Work to complete | Reproduce, word for word, the stretch of the passage on improving machine learning performance from "Outcome: You should" through "(and fragile) models.".
==== Text under study
Outcome: You should now have a short list of highly tuned algorithms on your machine learning problem, maybe even just one.
Next:One or more models could be finalized at this point and used to make predictions or put into production. Further lifts in performance can be gained by combining the predictions from multiple models.
4. Improve Performance With Ensembles
You can combine the predictions from multiple models. After algorithm tuning, this is the next big area for improvement. In fact, you can often get good performance from combining the predictions from multiple “good enough” models rather than from multiple highly tuned (and fragile) models.
Strategy: Combine the predictions of multiple well-performing models.
- Blend Model Predictions. Can you combine the predictions from multiple models directly? Perhaps you could use the same or different algorithms to make multiple models. Take the mean or mode from the predictions of multiple well-performing models.
========
==== Input data
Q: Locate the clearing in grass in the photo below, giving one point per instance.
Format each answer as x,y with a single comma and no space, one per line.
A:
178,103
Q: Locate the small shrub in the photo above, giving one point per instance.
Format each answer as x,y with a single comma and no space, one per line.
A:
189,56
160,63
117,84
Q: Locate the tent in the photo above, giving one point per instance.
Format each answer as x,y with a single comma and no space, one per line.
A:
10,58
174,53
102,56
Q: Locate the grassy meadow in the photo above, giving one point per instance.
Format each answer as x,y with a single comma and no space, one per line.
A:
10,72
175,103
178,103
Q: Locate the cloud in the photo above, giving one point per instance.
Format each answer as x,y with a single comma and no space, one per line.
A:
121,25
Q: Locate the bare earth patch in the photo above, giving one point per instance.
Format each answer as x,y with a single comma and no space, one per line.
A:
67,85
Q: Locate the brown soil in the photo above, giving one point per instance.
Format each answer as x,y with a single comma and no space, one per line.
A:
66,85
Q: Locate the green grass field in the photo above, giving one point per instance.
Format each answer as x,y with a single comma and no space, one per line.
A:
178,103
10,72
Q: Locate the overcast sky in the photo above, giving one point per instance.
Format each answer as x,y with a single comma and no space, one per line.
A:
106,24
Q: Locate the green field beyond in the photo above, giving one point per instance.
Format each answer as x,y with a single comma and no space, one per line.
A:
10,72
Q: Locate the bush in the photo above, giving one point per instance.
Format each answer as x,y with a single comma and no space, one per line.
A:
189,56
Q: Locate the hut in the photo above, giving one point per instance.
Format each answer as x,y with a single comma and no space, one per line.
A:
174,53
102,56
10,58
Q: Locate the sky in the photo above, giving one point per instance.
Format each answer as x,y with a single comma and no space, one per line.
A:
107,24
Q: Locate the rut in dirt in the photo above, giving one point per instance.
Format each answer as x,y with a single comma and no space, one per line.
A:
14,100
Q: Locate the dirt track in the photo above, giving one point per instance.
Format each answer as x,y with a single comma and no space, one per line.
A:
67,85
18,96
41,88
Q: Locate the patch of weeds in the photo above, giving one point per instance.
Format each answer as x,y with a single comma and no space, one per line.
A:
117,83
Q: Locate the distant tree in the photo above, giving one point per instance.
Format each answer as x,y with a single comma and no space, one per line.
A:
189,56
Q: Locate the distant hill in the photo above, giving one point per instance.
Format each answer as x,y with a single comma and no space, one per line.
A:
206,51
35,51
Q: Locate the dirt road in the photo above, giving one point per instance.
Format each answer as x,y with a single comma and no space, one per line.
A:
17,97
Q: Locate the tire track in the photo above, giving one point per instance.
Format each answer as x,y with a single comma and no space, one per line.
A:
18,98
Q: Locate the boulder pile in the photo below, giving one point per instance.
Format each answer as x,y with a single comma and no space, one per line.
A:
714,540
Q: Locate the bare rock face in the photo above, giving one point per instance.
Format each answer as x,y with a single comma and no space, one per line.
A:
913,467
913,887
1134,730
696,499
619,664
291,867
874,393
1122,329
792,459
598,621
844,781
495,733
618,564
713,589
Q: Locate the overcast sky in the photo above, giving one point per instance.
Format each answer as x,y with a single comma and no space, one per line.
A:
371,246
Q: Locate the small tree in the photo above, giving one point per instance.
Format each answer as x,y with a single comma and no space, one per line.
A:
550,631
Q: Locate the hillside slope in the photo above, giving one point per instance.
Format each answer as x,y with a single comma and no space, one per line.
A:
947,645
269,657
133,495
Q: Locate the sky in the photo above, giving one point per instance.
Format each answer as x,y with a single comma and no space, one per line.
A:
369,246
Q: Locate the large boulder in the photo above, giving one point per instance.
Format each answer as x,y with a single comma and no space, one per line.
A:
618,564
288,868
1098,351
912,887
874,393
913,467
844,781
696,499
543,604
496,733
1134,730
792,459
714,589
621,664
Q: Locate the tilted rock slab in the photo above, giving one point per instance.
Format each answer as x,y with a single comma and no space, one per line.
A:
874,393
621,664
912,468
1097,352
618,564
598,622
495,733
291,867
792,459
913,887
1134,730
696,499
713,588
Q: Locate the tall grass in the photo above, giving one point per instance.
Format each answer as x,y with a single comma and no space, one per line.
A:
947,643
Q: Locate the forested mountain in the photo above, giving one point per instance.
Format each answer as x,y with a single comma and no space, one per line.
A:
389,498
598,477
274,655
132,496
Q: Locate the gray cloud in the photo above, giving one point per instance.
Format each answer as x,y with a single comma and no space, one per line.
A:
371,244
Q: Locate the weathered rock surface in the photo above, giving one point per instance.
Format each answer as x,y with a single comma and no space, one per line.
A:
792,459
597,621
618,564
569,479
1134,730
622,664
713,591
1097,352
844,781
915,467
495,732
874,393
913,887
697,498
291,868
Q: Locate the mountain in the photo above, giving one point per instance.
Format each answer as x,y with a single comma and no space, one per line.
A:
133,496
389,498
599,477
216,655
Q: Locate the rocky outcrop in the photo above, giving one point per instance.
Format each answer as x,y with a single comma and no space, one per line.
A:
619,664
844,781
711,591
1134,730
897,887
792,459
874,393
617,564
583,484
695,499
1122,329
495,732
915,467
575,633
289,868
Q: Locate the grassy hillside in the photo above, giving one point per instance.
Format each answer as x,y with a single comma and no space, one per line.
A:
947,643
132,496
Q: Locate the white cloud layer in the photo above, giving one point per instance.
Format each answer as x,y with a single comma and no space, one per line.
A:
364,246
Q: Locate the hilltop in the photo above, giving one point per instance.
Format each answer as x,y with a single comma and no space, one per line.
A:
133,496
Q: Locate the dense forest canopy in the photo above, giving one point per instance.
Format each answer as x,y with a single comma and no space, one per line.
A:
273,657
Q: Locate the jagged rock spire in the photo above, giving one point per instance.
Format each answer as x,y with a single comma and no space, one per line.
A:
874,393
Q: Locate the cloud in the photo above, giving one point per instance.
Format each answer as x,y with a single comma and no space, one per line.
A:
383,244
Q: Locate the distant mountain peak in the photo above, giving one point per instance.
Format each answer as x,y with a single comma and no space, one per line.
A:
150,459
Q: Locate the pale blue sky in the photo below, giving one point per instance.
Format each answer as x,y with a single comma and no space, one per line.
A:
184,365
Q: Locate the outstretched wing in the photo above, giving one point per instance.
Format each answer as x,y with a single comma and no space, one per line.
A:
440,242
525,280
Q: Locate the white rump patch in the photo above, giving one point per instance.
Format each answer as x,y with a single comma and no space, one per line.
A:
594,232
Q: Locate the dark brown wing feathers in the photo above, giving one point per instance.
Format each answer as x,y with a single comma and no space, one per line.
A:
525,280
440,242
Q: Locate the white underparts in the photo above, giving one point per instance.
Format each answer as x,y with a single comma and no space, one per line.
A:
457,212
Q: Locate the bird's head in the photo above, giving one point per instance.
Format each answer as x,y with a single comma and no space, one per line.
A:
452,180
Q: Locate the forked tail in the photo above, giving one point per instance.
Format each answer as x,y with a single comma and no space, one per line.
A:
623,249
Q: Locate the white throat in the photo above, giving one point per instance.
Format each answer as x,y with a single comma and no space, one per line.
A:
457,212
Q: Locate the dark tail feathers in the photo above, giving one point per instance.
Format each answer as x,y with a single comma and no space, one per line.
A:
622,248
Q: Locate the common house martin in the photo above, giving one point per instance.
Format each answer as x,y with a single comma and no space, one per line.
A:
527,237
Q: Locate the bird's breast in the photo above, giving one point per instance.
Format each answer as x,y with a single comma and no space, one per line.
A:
========
Answer to this task |
Outcome: You should now have a short list of highly tuned algorithms on your machine learning problem, maybe even just one.
Next:One or more models could be finalized at this point and used to make predictions or put into production. Further lifts in performance can be gained by combining the predictions from multiple models.
4. Improve Performance With Ensembles
You can combine the predictions from multiple models. After algorithm tuning, this is the next big area for improvement. In fact, you can often get good performance from combining the predictions from multiple “good enough” models rather than from multiple highly tuned (and fragile) models.